**EXERCISE DESCRIPTION**
Present each line of the records below as an item in a numbered list, dropping any blank lines.

**GIVEN INFORMATION**
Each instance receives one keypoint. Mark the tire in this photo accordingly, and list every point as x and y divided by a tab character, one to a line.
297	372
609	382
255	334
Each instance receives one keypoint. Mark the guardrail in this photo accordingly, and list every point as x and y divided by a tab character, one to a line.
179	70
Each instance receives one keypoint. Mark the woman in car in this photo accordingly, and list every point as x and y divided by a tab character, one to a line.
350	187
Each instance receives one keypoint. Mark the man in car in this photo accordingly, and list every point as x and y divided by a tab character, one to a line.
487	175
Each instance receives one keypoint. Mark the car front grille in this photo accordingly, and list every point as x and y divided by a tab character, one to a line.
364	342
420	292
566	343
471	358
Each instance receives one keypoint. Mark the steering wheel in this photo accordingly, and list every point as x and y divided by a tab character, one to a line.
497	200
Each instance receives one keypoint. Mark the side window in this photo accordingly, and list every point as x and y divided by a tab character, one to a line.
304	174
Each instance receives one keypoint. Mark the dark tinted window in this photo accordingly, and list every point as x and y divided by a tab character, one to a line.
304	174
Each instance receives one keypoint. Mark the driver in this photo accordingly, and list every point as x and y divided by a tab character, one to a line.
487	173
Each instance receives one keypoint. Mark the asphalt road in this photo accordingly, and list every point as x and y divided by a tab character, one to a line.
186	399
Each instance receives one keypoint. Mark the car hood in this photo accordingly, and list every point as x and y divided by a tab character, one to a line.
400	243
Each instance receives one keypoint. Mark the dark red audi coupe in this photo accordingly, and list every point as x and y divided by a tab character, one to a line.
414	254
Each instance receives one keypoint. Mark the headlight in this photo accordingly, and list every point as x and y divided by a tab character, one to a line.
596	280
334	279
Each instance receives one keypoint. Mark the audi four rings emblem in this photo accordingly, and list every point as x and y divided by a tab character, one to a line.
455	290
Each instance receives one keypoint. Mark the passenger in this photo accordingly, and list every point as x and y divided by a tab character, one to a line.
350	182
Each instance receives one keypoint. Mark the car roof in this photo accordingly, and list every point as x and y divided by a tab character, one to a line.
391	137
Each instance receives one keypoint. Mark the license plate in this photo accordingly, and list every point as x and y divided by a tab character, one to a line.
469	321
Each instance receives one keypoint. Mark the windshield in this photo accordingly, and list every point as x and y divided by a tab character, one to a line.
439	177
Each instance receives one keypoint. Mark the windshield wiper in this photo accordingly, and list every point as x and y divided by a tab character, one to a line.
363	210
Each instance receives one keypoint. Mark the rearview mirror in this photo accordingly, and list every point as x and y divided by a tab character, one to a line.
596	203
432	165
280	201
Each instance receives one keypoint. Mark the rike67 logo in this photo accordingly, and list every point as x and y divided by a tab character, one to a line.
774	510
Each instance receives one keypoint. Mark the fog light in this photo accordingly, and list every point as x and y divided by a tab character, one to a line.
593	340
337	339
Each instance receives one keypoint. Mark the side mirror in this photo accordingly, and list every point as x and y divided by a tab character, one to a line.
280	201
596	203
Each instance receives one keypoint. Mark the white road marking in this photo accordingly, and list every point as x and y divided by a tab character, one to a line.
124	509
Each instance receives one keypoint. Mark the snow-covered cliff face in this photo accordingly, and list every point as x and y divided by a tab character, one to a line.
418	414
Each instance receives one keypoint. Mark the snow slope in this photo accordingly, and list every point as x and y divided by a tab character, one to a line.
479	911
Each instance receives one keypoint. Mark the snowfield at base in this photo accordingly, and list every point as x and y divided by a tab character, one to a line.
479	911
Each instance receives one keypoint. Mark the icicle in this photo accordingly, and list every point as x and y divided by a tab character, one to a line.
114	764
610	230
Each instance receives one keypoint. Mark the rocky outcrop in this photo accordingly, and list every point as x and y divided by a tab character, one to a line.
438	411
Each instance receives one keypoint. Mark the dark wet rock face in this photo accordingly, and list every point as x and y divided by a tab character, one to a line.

**ANSWER TO THE PROBLEM**
1. Each instance receives one keypoint. Mark the tire in this photo accordingly, and list every point as x and y divided by a tab character, one to a line.
2. 297	372
3. 609	382
4. 255	334
5. Each instance receives one keypoint. Mark the guardrail in this photo accordingly, and list every point as x and y divided by a tab character, one to a line.
6. 179	70
7. Each instance receives one keypoint. Mark the woman in car in this photo accordingly, and list every point as x and y divided by a tab character, one to a line.
8. 350	187
9. Each instance receives one keypoint. Mark the man in car in this photo accordingly, and list every point as x and y divided by a tab character, one to a line.
10. 487	175
11. Each instance receives one keypoint. Mark the car front grille in this photo accordingly, and list every point as x and y divided by a tab character, one to a line.
12. 364	342
13. 420	292
14. 566	343
15. 471	358
16. Each instance receives one keypoint. Mark the steering wheel in this photo accordingly, and list every point as x and y divided by a tab character, one to a line.
17. 497	200
18. Each instance receives one keypoint. Mark the side window in this photo accordingly, and list every point as x and y divided by a tab character, one to a line.
19. 304	174
20. Each instance receives one keypoint. Mark the dark tinted window in this photo accordingly, and list every point as x and y divided by a tab character, one to a line.
21. 304	174
22. Each instance receives one keypoint. Mark the driver in this photo accordingly, and list every point as x and y divided by a tab character, one to a line.
23. 487	173
24. Each instance receives one keypoint. Mark the asphalt road in this photo accordingly, and list every point as x and y divided by a tab character, one to a line.
25. 186	399
26. Each instance receives one keypoint. Mark the car hood in this photo accordingly, and list every point as x and y divided by a tab character, one to a line.
27. 400	243
28. Each instance receives one keypoint. Mark the dark red audi coupe in this photo accordingly, and list every point as x and y divided by a tab character, one to a line.
29. 414	254
30. Each instance receives one keypoint. Mark the headlight in this photo accordingly, and list every point as x and y divided by a tab character, one to a line.
31. 596	280
32. 334	279
33. Each instance receives one keypoint. Mark the audi four rings emblem in this photo accordingly, and list every point as x and y divided by a tab character, one to a line.
34. 455	290
35. Each instance receives one keypoint. Mark the passenger in this photo accordingly, and list every point as x and y divided by a tab character, one to a line.
36. 350	182
37. Each instance receives one keypoint. Mark the car roof in this photo accordingly, and list every point as x and y divided by a tab character, one to a line.
38. 391	137
39. Each instance receives one keypoint. Mark the license plate in this photo accordingly, and list every point as x and y divided by a tab character, one to a line.
40. 469	321
41. Each instance receives one keypoint. Mark the windshield in this photo accordingly, and list every point as x and y divided by a tab character, one to a line.
42. 439	177
43. Each instance receives one keypoint. Mark the windshield wiper in this photo accordingly, and list every point as x and y divided by a tab character, one to a line.
44. 363	210
45. Each instance receives one keypoint. Mark the rearview mirror in this photo accordingly, and list every point as x and y divided by a tab character, one to a line.
46. 596	203
47. 432	165
48. 280	201
49. Each instance receives one keypoint. Mark the rike67 logo in this photo accordingly, and list every point as x and y divided by a tab character, one to a line.
50. 774	510
51. Each instance receives one keypoint. Mark the fog light in this photo accordingly, and list every point as x and y divided by a tab character, one to a line.
52. 593	340
53. 337	339
54. Each instance receives one keypoint. Mark the side mirror in this photo accordingly, and list every point as x and y divided by a tab character, one to a line.
55. 280	201
56. 596	203
57. Each instance receives one keypoint. Mark the white road marking in this photo accordingly, and list every point as x and y divided by a tab character, one to a line.
58. 124	509
59. Each instance receives one keypoint. Mark the snow-covered cliff face in this photo accordingly, and list every point as x and y divided by a tab character, one to a line.
60. 418	414
61. Each instance receives one keypoint. Mark the snow slope in this photo accordingly, and list every point as x and y divided by a tab character, one to a line.
62. 479	911
63. Each instance receives one keypoint. Mark the snowfield at base in this photo accordingly, and list every point as x and y divided by a tab character, one to a line.
64. 479	911
65. Each instance receives one keypoint. Mark the icicle in this photo accordingly, and list every point as x and y divided by a tab character, one to a line.
66. 114	764
67. 610	230
68. Each instance receives one keypoint. Mark the rocky outcrop in this photo accordingly, and list every point as x and y divided by a tab character, one to a line.
69. 438	411
70. Each instance receives one keypoint. Mark the dark wet rock face in this photo accordingly, and list every point as x and y divided by a tab character, one to a line.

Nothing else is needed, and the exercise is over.